- Exercise objective: Copy out every item below word for word.

- Input:
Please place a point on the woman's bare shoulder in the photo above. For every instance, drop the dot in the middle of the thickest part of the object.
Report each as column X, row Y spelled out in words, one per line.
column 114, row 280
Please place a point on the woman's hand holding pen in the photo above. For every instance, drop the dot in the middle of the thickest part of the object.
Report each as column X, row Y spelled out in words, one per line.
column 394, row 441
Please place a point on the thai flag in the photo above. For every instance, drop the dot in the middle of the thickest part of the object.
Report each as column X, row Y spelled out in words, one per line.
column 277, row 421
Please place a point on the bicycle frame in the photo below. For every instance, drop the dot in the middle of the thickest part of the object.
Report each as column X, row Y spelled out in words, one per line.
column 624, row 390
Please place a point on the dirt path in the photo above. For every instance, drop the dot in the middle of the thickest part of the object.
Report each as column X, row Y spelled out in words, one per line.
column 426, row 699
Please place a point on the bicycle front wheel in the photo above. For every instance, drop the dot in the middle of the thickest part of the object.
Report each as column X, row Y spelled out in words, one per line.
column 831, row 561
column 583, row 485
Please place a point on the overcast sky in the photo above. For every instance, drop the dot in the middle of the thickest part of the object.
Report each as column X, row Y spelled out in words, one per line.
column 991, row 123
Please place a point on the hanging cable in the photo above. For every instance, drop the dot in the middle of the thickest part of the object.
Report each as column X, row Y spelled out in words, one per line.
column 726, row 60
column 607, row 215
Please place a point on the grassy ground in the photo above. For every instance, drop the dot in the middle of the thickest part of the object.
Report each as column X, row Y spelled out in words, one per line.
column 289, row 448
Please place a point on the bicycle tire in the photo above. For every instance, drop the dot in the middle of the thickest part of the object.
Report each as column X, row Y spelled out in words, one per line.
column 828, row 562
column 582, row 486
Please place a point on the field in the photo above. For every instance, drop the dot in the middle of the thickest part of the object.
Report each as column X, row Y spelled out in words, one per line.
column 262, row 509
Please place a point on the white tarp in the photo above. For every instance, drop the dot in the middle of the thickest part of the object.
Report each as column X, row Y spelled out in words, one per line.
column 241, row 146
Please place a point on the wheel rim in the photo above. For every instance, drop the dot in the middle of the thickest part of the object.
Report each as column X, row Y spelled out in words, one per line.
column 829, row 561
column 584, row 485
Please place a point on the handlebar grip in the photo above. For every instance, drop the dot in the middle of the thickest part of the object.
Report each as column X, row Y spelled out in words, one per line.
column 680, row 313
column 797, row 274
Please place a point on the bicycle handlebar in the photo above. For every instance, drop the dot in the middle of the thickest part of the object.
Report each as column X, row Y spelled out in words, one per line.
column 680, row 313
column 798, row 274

- Exercise response:
Please place a point on the woman's bare shoulder in the photo above. For every instance, drop the dot in the middle of the thickest part of the object.
Report each as column X, row Y spelled out in words, one per line.
column 114, row 280
Please place a point on the woman's hand holding pen in the photo above. For every instance, drop the dot in the middle of the thickest part of the object.
Report each as column X, row Y spelled out in words, one per line.
column 394, row 441
Please place a point on the thai flag in the photo above. For every instance, drop the dot in the middle of the thickest part of the object.
Report each as column X, row Y spelled out in words, one per line.
column 277, row 421
Please place a point on the bicycle frame in the photo below. For every instance, drop the dot in the middle of the thickest part of the object.
Report each as column X, row Y spelled out in words, one per line.
column 624, row 390
Please place a point on the dirt path in the photo above. For every instance, drop the dot in the middle of the thickest part of the object.
Report each as column X, row Y spelled out in words, one per line.
column 426, row 699
Please place a point on the bicycle front wheel in the photo above. For every instance, drop the dot in the middle of the thickest part of the object.
Report each as column X, row Y spelled out in words, one per line.
column 831, row 561
column 583, row 485
Please place a point on the overcast sky in the photo above. For every instance, drop the dot in the middle of the thickest part of the object.
Report each as column X, row Y spelled out in words, one per line.
column 991, row 123
Please place a point on the hanging cable in the photo above. For every instance, drop the dot in the middle of the thickest part of the object.
Report each as column X, row Y spelled out in words, one per line.
column 726, row 60
column 607, row 215
Please place a point on the grassy ground in the photo above. For every instance, drop the dot in the middle of the thickest part of the object.
Report each as column X, row Y spelled out in words, one per line.
column 289, row 448
Please place a point on the bicycle tire in the photo above. For every instance, drop the dot in the middle of the thickest part of the object.
Report each as column X, row Y spelled out in words, one per line.
column 828, row 562
column 582, row 486
Please place a point on the field in the photo above. For every instance, drop the dot in the middle of the thickest part of the object.
Report each as column X, row Y spelled out in words, one per line.
column 262, row 509
Please place a point on the white tarp in the photo above. For every instance, drop the dot in the middle of the thickest part of the object.
Report each as column X, row Y spelled out in words, one per line.
column 241, row 146
Please place a point on the wheel rim in the photo above. For every instance, drop the dot in the middle of the thickest part of the object.
Report each as column X, row Y spelled out in words, one per line.
column 829, row 561
column 584, row 485
Please place a point on the handlebar grip in the photo above. For every instance, drop the dot in the middle of the thickest part of the object.
Report each as column X, row Y spelled out in words, one per line.
column 680, row 313
column 797, row 274
Please place a point on the bicycle handlebar in the photo above. For every instance, drop the dot in the middle of the thickest part of the object.
Report each as column X, row Y spelled out in words, one per line.
column 680, row 313
column 798, row 274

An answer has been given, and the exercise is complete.